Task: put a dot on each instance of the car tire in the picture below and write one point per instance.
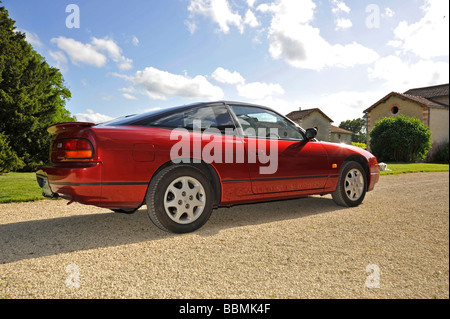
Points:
(179, 199)
(352, 185)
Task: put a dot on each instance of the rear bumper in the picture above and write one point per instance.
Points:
(80, 183)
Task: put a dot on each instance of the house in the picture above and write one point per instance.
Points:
(429, 104)
(325, 131)
(339, 135)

□ □ □

What you should do
Express all of the material above as a two-column CSV with the headers instruction and coordinates, one row per instruction. Put each instruction and its points in a single quoted field, replace line breaks with spaces, and leave the pictures out.

Full output
instruction,coordinates
"Task: put a dot on each instance of the car tire in the picture below and write one point per instance. Points:","(179, 199) (352, 185)"
"Task: put a dot on each instance of the rear bumper in the picture above and write one point per instance. Points:","(80, 183)"
"Task: put a dot on each instance of the house in the picture above and write one point per instance. Points:","(429, 104) (325, 131) (339, 135)"